--- start of SOURCE TEXT ---
As you can see, it has two methods called serialize and deserialize. Each of these methods use the Jackson’s ObjectMapper for conversion.

There is also a class named JavaTypeHandler which helps you get the Type of the object you’re trying to serialize.

final class JavaTypeHandler {

    static <T> JavaType getJavaType(Class<T> clazz) {
        return TypeFactory.defaultInstance().constructType(clazz);
    }

}

Consequently, we would also need a class which returns us a RedisTemplate which utilizes this serializer. I would name this class RedisSerializationBuilder.

public final class RedisSerializationBuilder {

    public static <T> RedisTemplate<String, T> getNormalRedisTemplate(final LettuceConnectionFactory factory, final Class<T> clazz) {
        JsonRedisSerializer<T> jsonRedisSerializer = new JsonRedisSerializer<>(clazz);

        RedisTemplate<String, T> redisTemplate = new RedisTemplate<>();
        redisTemplate.setConnectionFactory(factory);
        redisTemplate.setDefaultSerializer(RedisSerializer.json());
        redisTemplate.setKeySerializer(RedisSerializer.string());
        redisTemplate.setValueSerializer(RedisSerializer.string());
        redisTemplate.setHashKeySerializer(RedisSerializer.string());
        redisTemplate.setHashValueSerializer(jsonRedisSerializer);
        redisTemplate.afterPropertiesSet();
        return redisTemplate;
    }

}

Notice that the above method will return you a template specific to a particular domain model(in our case, the User) using Generics. It also specifies what connection factory is to be used, what should be the default key/value/hashKey/hashValue serializers.
--- end of SOURCE TEXT ---
--- start of RECORD SET ---
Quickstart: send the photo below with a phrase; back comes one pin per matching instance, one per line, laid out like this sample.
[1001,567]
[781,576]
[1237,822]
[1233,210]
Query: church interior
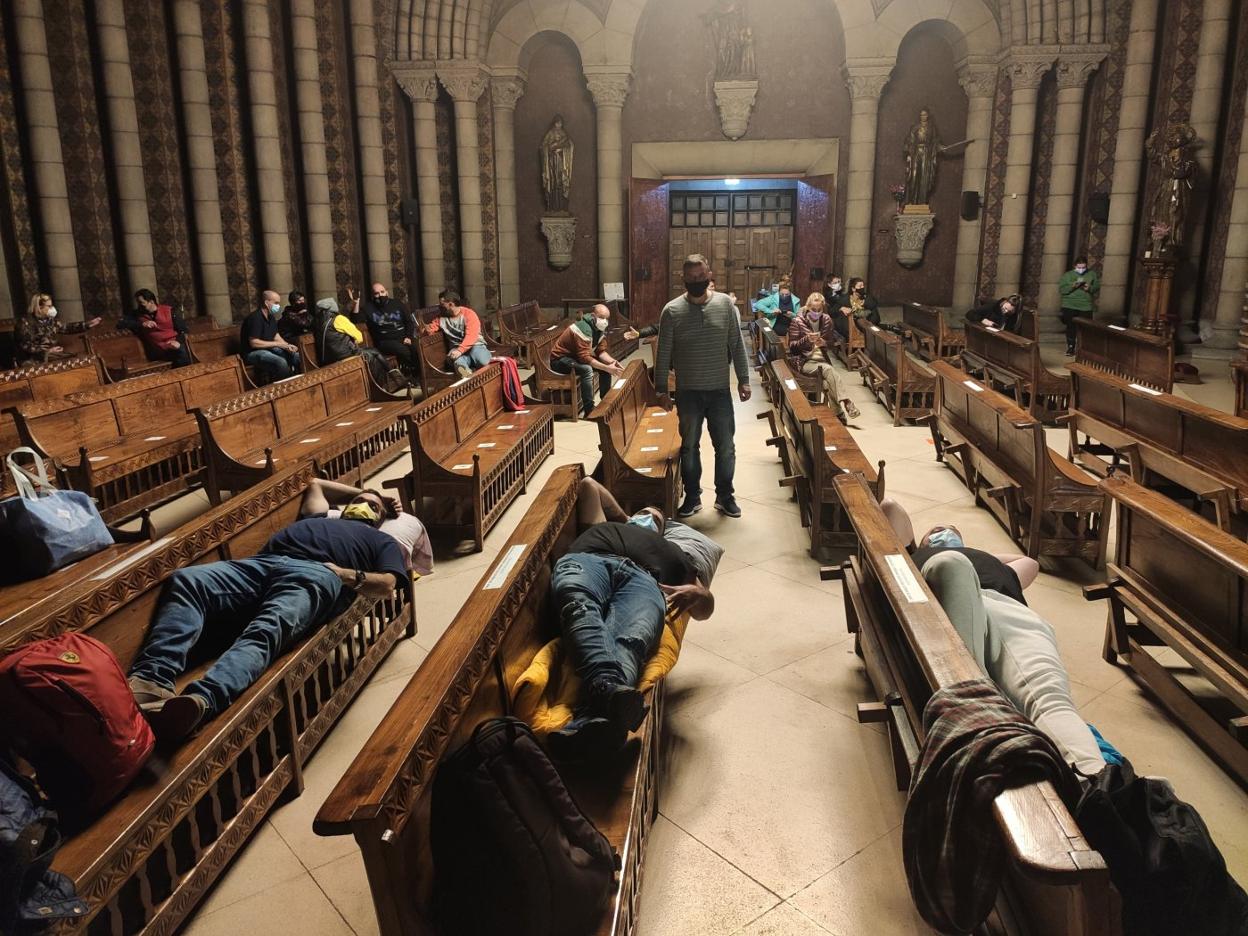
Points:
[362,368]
--- end of RECORD SET ---
--- start of RECORD SET ---
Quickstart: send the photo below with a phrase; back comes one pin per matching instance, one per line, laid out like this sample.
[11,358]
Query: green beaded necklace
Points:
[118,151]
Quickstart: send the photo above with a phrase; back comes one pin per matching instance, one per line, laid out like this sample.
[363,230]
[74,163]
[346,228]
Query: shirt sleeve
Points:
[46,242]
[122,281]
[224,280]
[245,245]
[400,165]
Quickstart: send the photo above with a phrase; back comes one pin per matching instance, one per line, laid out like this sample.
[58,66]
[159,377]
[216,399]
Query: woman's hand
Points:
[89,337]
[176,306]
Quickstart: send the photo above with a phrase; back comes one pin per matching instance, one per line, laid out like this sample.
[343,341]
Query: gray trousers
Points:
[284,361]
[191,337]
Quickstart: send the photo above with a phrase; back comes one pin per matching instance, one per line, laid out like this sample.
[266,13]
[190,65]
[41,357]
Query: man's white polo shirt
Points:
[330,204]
--- end of RECORD SET ---
▶ [EXERCISE DETAILS] Reproduce the Redis serialization text word for word, from start to finish. None of the items above have any bearing on what is asked here.

▶ [WRITTEN SOLUTION]
As you can see, it has two methods called serialize and deserialize. Each of these methods use the Jackson’s ObjectMapper for conversion.

There is also a class named JavaTypeHandler which helps you get the Type of the object you’re trying to serialize.

final class JavaTypeHandler {

    static <T> JavaType getJavaType(Class<T> clazz) {
        return TypeFactory.defaultInstance().constructType(clazz);
    }

}

Consequently, we would also need a class which returns us a RedisTemplate which utilizes this serializer. I would name this class RedisSerializationBuilder.

public final class RedisSerializationBuilder {

    public static <T> RedisTemplate<String, T> getNormalRedisTemplate(final LettuceConnectionFactory factory, final Class<T> clazz) {
        JsonRedisSerializer<T> jsonRedisSerializer = new JsonRedisSerializer<>(clazz);

        RedisTemplate<String, T> redisTemplate = new RedisTemplate<>();
        redisTemplate.setConnectionFactory(factory);
        redisTemplate.setDefaultSerializer(RedisSerializer.json());
        redisTemplate.setKeySerializer(RedisSerializer.string());
        redisTemplate.setValueSerializer(RedisSerializer.string());
        redisTemplate.setHashKeySerializer(RedisSerializer.string());
        redisTemplate.setHashValueSerializer(jsonRedisSerializer);
        redisTemplate.afterPropertiesSet();
        return redisTemplate;
    }

}

Notice that the above method will return you a template specific to a particular domain model(in our case, the User) using Generics. It also specifies what connection factory is to be used, what should be the default key/value/hashKey/hashValue serializers.